Goal of the exercise: Copy every item below word for word, one per line.

Given records:
— Begin —
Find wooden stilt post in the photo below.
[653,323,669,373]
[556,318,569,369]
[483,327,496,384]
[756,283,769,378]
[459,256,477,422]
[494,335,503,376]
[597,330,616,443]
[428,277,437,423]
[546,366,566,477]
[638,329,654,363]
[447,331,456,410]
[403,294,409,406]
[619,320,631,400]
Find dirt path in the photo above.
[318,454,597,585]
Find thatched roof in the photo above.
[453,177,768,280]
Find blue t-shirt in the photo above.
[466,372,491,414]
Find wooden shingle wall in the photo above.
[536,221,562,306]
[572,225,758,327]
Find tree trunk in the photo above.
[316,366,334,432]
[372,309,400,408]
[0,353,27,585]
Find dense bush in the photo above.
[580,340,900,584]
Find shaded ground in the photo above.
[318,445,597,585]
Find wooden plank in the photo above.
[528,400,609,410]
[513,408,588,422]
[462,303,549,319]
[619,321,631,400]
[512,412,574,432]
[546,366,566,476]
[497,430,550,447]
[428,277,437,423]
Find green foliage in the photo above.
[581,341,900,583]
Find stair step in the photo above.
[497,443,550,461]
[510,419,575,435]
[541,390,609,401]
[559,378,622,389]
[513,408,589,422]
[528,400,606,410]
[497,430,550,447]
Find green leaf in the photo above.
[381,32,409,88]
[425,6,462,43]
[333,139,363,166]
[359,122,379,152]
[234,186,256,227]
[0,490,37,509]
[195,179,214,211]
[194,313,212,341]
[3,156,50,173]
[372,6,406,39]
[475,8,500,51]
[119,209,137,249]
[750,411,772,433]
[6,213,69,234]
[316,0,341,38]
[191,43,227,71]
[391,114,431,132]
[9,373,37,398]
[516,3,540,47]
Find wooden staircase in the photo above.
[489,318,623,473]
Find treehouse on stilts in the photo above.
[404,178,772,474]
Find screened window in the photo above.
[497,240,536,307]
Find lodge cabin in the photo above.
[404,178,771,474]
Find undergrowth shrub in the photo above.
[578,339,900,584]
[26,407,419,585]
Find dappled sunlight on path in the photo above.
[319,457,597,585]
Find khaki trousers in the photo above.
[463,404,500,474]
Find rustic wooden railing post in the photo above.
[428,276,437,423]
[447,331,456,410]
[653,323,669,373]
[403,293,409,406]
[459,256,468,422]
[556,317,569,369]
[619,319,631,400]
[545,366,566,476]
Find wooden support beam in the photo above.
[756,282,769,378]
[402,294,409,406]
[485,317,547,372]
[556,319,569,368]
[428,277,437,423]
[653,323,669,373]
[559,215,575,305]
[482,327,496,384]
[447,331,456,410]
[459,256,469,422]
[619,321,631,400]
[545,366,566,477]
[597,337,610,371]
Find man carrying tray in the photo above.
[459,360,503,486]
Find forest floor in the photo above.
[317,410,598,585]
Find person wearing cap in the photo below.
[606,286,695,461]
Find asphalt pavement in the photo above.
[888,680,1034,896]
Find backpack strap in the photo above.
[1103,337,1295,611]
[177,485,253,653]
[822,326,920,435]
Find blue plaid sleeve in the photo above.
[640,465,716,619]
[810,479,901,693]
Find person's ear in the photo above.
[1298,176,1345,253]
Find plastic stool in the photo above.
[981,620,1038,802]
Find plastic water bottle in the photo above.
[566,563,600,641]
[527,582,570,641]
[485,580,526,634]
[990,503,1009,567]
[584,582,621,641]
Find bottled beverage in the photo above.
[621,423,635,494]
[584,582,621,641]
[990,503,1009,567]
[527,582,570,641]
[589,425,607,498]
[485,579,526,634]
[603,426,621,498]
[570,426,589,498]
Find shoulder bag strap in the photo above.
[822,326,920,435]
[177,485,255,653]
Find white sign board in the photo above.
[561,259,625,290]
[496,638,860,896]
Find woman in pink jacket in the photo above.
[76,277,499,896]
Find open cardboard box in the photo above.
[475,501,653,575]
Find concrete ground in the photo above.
— End —
The output:
Find wooden stilt post in the photo below.
[653,323,669,373]
[556,318,569,369]
[483,327,496,384]
[756,283,769,378]
[459,256,477,422]
[494,335,503,376]
[597,330,616,443]
[428,277,437,423]
[546,366,566,477]
[638,329,654,363]
[447,331,456,410]
[403,294,409,406]
[619,320,631,400]
Find dirt path in the photo above.
[318,454,597,585]
Find thatched roof in the photo above.
[453,177,768,280]
Find blue t-shirt in the photo above.
[466,372,491,414]
Find wooden shingle wall in the photo above.
[536,221,562,306]
[572,225,758,327]
Find tree trunk in the photo above.
[316,366,334,432]
[372,309,400,408]
[0,353,27,585]
Find dense bush in the photo above.
[580,340,900,584]
Find shaded ground in the photo above.
[318,445,597,585]
Find wooden plank in the photo above.
[528,400,609,410]
[513,408,588,422]
[462,303,549,319]
[619,321,631,400]
[512,412,574,432]
[546,366,566,476]
[497,430,550,447]
[428,277,437,423]
Find green foliage in the photo above.
[581,341,900,583]
Find stair step in the photo above.
[497,443,550,461]
[510,419,575,435]
[541,390,609,401]
[559,378,622,389]
[513,408,589,422]
[528,400,606,410]
[497,430,550,447]
Find green leaf in the photo above.
[381,32,409,88]
[425,6,462,43]
[333,139,363,166]
[359,122,379,152]
[234,186,256,227]
[0,490,37,509]
[195,179,214,211]
[194,313,212,341]
[3,156,50,173]
[372,6,406,39]
[475,8,500,51]
[119,209,137,249]
[750,411,772,433]
[6,213,69,234]
[316,0,341,38]
[191,43,227,71]
[391,114,431,132]
[9,373,37,398]
[516,3,540,47]
Find wooden staircase in the photo above.
[489,318,623,473]
Find treehouse on stilts in the photo above.
[404,178,772,474]
Find screened window in the photo above.
[497,240,536,307]
Find lodge cabin in the photo above.
[404,178,771,474]
Find undergrowth shrub in the photo above.
[578,339,900,584]
[26,407,419,585]
Find dappled sunlight on path in the photo above.
[319,457,597,585]
Find khaki trousers in the photo above.
[463,404,500,474]
Find rustic wooden railing post in the photo above.
[428,276,437,423]
[447,331,456,410]
[653,323,669,373]
[403,293,409,406]
[459,256,468,422]
[556,317,569,369]
[619,319,631,400]
[545,366,566,476]
Find wooden support beam in the photo above.
[756,282,769,378]
[402,294,409,406]
[485,317,547,372]
[556,319,569,368]
[428,277,437,423]
[653,323,669,373]
[559,215,575,305]
[482,327,496,384]
[447,331,456,410]
[459,256,469,422]
[619,321,631,400]
[545,366,566,477]
[597,337,610,371]
Find man carrying tray in the photo above.
[459,360,503,486]
Find forest floor in the photo above.
[317,410,598,585]
Find person wearing cap in the photo below.
[606,286,695,461]
Find asphalt pavement in the photo above.
[888,680,1034,896]
Find backpack strap in the photo above.
[1103,337,1295,611]
[177,485,253,653]
[822,326,920,435]
Find blue plaid sleeve in the photo above.
[640,465,716,619]
[810,479,901,693]
Find person's ear in the photo above.
[1298,176,1345,253]
Find plastic stool in the photo above.
[981,620,1038,802]
Find plastic water bottle in the photo above.
[566,563,600,641]
[527,582,570,641]
[485,580,526,634]
[990,503,1009,567]
[584,582,621,641]
Find bottled beverage in the photo above.
[621,423,635,494]
[584,582,621,641]
[990,503,1009,567]
[527,582,570,641]
[589,425,607,498]
[485,579,526,634]
[603,426,621,498]
[570,426,589,498]
Find shoulder bag strap in the photo above.
[822,326,920,435]
[177,485,255,653]
Find white sign board in the photo above.
[561,259,625,290]
[496,638,860,896]
Find woman in pink jacket in the photo above.
[76,277,499,896]
Find open cardboard box in the photo above.
[475,501,653,575]
Find concrete ground in the photo above.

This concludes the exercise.